Map reduce to delete duplicates (mongodb)

Question

I have created map reduce function to get all documents along with their count. I need to remove all the duplicates now. How should I do it?

 res = col.map_reduce(map,reduce,"my_results");

Gives output like:

{u'_id': u'http://www.hardassetsinvestor.com/features/5485-soft-commodity-q4-report-low-inventories-buoy-cocoa-growing-stocks-weigh-on-coffee-cotton-a-sugar.html', u'value': 2.0}
{u'_id': u'http://www.hardassetsinvestor.com/market-monitor-archive/5490-week-in-review-gold-a-silver-kick-off-2014-strongly-oil-a-natgas-stall.html', u'value': 2.0}

Answer 1

Assuming you don't care which duplicate gets removed, an easy approach is to ensure a unique index with dropDups:true.

For example, assuming a field name of url:

db.collection.ensureIndex( { url: 1 }, { unique: true, dropDups: true } )
######
REQUIRED TASK A
Collect every line of the records that contains the string "potted", treating uppercase and lowercase as different.

[Stored entries]
######
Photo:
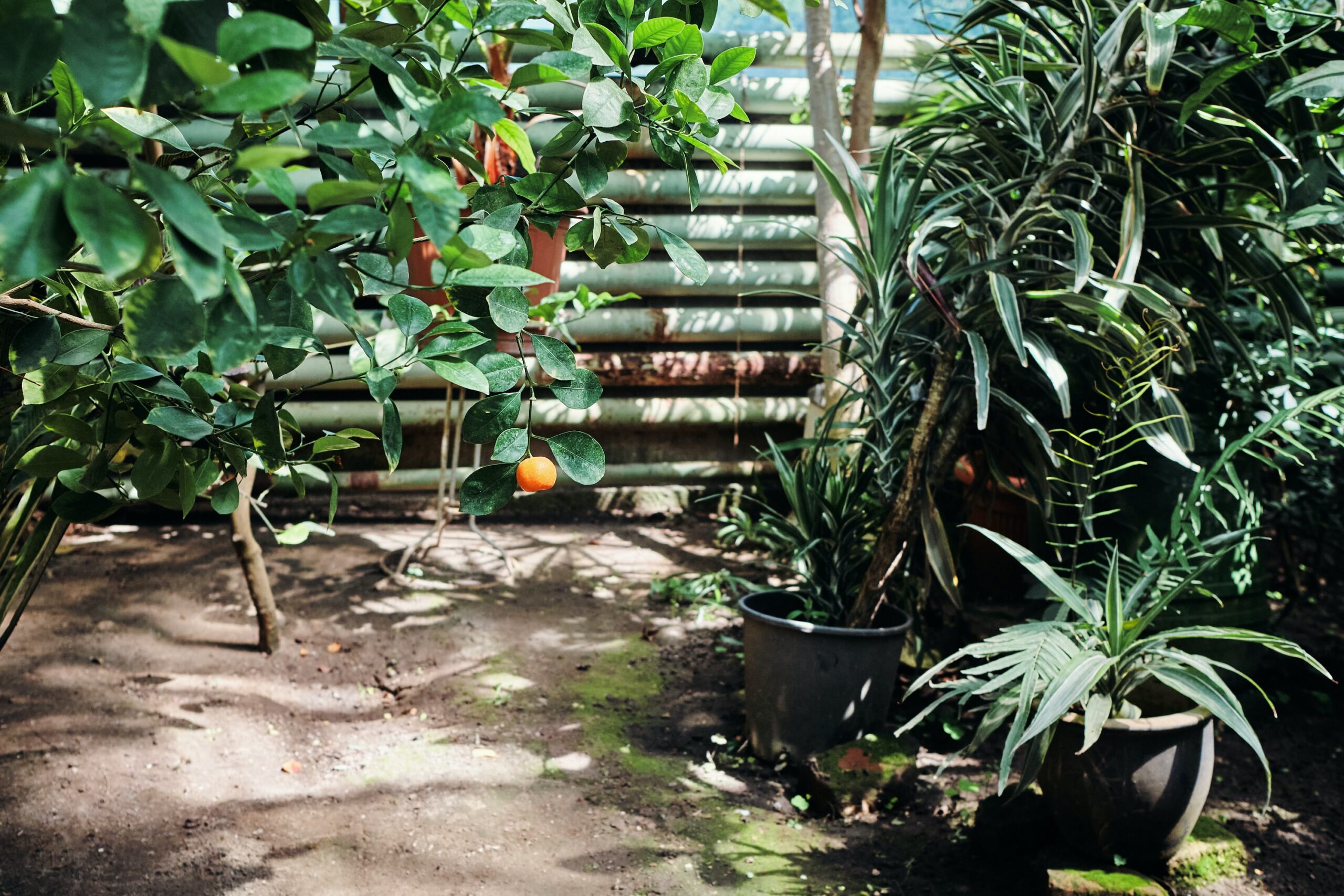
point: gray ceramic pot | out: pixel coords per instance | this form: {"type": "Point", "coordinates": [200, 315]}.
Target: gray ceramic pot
{"type": "Point", "coordinates": [1138, 792]}
{"type": "Point", "coordinates": [812, 687]}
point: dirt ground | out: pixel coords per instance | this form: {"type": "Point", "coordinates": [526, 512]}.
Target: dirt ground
{"type": "Point", "coordinates": [481, 739]}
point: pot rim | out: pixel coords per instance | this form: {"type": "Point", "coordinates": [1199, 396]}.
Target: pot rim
{"type": "Point", "coordinates": [808, 628]}
{"type": "Point", "coordinates": [1171, 722]}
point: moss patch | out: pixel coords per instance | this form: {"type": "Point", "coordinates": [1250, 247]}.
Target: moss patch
{"type": "Point", "coordinates": [1074, 882]}
{"type": "Point", "coordinates": [615, 695]}
{"type": "Point", "coordinates": [1211, 853]}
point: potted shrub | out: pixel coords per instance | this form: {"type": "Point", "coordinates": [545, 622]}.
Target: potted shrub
{"type": "Point", "coordinates": [1113, 715]}
{"type": "Point", "coordinates": [811, 683]}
######
REQUIRED TASK B
Please continue the thread on removing MongoDB duplicates from the point where it stops.

FINAL RESULT A
point: potted shrub | out: pixel coords per instance | this form: {"type": "Point", "coordinates": [545, 622]}.
Target: potted shrub

FINAL RESULT B
Important note from the dropDups documentation:

As in all unique indexes, if a document does not have the indexed field, MongoDB will include it in the index with a “null” value. If subsequent fields do not have the indexed field, and you have set {dropDups: true}, MongoDB will remove these documents from the collection when creating the index. If you combine dropDups with the sparse option, this index will only include documents in the index that have the value, and the documents without the field will remain in the database.

Answer 2

You would write a small application to do this, i.e. in the shell:

db.my_results.find().forEach(function(doc){
    if(doc.value > 1)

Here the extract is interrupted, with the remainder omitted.